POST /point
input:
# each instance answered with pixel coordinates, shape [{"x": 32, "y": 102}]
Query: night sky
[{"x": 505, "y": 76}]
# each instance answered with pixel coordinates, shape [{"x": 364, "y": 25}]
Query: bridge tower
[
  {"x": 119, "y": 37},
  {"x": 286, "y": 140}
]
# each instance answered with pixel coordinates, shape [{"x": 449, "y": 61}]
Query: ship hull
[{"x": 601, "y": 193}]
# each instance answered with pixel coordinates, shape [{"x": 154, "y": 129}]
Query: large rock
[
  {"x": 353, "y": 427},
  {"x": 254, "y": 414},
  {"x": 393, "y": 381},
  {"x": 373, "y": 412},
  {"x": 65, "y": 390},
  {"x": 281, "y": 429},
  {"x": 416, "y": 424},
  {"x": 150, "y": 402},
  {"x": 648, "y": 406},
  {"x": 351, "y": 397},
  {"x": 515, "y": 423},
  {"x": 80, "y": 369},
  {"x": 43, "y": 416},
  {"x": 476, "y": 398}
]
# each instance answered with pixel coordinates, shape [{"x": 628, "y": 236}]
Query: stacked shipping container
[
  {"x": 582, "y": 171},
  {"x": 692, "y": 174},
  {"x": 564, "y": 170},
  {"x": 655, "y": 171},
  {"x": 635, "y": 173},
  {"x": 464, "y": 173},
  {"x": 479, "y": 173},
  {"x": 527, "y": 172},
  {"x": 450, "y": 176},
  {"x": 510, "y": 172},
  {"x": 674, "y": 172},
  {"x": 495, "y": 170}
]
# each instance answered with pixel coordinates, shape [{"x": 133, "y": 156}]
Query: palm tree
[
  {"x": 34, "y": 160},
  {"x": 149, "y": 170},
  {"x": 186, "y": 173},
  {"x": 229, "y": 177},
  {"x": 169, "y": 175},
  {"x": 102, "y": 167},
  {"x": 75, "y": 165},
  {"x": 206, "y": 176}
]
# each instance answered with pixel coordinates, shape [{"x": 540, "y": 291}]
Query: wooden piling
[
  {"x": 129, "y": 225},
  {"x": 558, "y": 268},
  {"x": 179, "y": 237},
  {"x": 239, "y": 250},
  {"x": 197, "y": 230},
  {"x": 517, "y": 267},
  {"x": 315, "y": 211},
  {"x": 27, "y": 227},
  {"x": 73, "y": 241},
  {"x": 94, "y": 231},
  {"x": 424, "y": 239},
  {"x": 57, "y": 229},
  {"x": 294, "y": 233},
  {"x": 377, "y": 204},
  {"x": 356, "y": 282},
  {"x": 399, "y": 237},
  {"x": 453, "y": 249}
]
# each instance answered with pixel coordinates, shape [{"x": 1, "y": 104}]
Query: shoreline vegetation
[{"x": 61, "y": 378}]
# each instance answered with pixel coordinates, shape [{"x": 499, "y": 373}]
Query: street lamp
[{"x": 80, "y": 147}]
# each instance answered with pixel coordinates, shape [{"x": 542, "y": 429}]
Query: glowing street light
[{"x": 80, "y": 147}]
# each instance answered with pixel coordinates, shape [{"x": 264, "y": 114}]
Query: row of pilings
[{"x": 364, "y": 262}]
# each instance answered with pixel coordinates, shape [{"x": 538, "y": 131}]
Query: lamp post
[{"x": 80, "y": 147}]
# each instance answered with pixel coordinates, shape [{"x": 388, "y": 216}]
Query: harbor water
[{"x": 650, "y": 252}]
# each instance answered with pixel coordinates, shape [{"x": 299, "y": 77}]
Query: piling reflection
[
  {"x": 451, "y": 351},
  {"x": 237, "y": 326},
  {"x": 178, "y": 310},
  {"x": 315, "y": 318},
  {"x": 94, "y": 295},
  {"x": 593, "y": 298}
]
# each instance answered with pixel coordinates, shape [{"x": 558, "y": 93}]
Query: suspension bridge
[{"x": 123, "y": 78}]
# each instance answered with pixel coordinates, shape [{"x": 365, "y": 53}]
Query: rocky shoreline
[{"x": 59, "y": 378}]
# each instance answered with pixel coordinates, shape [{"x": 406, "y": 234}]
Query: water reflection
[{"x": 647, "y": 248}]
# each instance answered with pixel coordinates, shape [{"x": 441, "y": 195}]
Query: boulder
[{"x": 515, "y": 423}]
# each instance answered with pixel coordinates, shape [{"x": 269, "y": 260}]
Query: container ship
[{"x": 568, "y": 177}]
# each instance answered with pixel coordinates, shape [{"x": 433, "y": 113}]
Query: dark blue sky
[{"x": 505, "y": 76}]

··········

» Work order:
Repeat all of the material above exactly, with no line dropped.

» Response:
POST /point
input:
# each instance answered with pixel coordinates, shape [{"x": 32, "y": 102}]
Query: night sky
[{"x": 505, "y": 76}]
# each instance answered with pixel coordinates, shape [{"x": 364, "y": 25}]
Query: bridge tower
[
  {"x": 119, "y": 37},
  {"x": 286, "y": 140}
]
# each instance answered with pixel coordinates, shape [{"x": 449, "y": 61}]
Query: ship hull
[{"x": 601, "y": 193}]
# each instance answered with pixel coordinates, shape [{"x": 154, "y": 129}]
Query: large rock
[
  {"x": 353, "y": 427},
  {"x": 254, "y": 414},
  {"x": 393, "y": 381},
  {"x": 373, "y": 412},
  {"x": 65, "y": 390},
  {"x": 281, "y": 429},
  {"x": 416, "y": 424},
  {"x": 150, "y": 402},
  {"x": 648, "y": 406},
  {"x": 351, "y": 397},
  {"x": 515, "y": 423},
  {"x": 80, "y": 369},
  {"x": 43, "y": 416},
  {"x": 476, "y": 398}
]
# each instance answered with pixel coordinates, shape [{"x": 628, "y": 236}]
Query: stacked shipping container
[
  {"x": 582, "y": 171},
  {"x": 692, "y": 174},
  {"x": 564, "y": 170},
  {"x": 655, "y": 171},
  {"x": 635, "y": 173},
  {"x": 464, "y": 173},
  {"x": 479, "y": 173},
  {"x": 527, "y": 172},
  {"x": 450, "y": 176},
  {"x": 510, "y": 172},
  {"x": 674, "y": 172},
  {"x": 495, "y": 170}
]
# each instance answered with pixel coordinates, shape [{"x": 133, "y": 156}]
Query: palm tree
[
  {"x": 34, "y": 160},
  {"x": 149, "y": 170},
  {"x": 186, "y": 173},
  {"x": 229, "y": 177},
  {"x": 169, "y": 175},
  {"x": 102, "y": 167},
  {"x": 75, "y": 165},
  {"x": 206, "y": 176}
]
# each instance answered with pixel coordinates, shape [{"x": 540, "y": 291}]
Query: wooden piling
[
  {"x": 129, "y": 225},
  {"x": 558, "y": 268},
  {"x": 179, "y": 237},
  {"x": 239, "y": 250},
  {"x": 197, "y": 230},
  {"x": 517, "y": 267},
  {"x": 315, "y": 211},
  {"x": 27, "y": 227},
  {"x": 73, "y": 241},
  {"x": 94, "y": 231},
  {"x": 424, "y": 239},
  {"x": 57, "y": 229},
  {"x": 294, "y": 233},
  {"x": 377, "y": 204},
  {"x": 356, "y": 282},
  {"x": 399, "y": 237},
  {"x": 453, "y": 249}
]
# each instance answered with pixel coordinates, shape [{"x": 1, "y": 104}]
Query: shoreline vegetation
[{"x": 61, "y": 378}]
# each instance answered with pixel coordinates, shape [{"x": 499, "y": 373}]
Query: street lamp
[{"x": 80, "y": 147}]
# each instance answered with pixel coordinates, shape [{"x": 542, "y": 429}]
Query: glowing street light
[{"x": 80, "y": 147}]
# each instance answered with pixel coordinates, shape [{"x": 264, "y": 114}]
Query: row of pilings
[{"x": 364, "y": 262}]
# each instance answered with pixel coordinates, shape [{"x": 538, "y": 131}]
Query: lamp post
[{"x": 80, "y": 147}]
# each instance answered with pixel coordinates, shape [{"x": 388, "y": 216}]
Query: harbor water
[{"x": 650, "y": 252}]
# each instance answered with pixel coordinates, shape [{"x": 299, "y": 77}]
Query: piling reflection
[
  {"x": 451, "y": 351},
  {"x": 237, "y": 326},
  {"x": 178, "y": 310},
  {"x": 315, "y": 318},
  {"x": 94, "y": 295},
  {"x": 593, "y": 298}
]
# each instance answered with pixel coordinates, shape [{"x": 558, "y": 93}]
Query: suspension bridge
[{"x": 123, "y": 78}]
# each instance answered with pixel coordinates, shape [{"x": 365, "y": 53}]
Query: rocky shoreline
[{"x": 59, "y": 378}]
# each instance answered with pixel coordinates, shape [{"x": 406, "y": 234}]
Query: water reflection
[{"x": 647, "y": 248}]
# each instance answered with pixel coordinates, shape [{"x": 441, "y": 195}]
Query: boulder
[{"x": 515, "y": 423}]
# each instance answered with pixel coordinates, shape [{"x": 269, "y": 260}]
Query: container ship
[{"x": 568, "y": 177}]
# each instance answered with pixel coordinates, shape [{"x": 433, "y": 113}]
Query: dark blue sky
[{"x": 505, "y": 76}]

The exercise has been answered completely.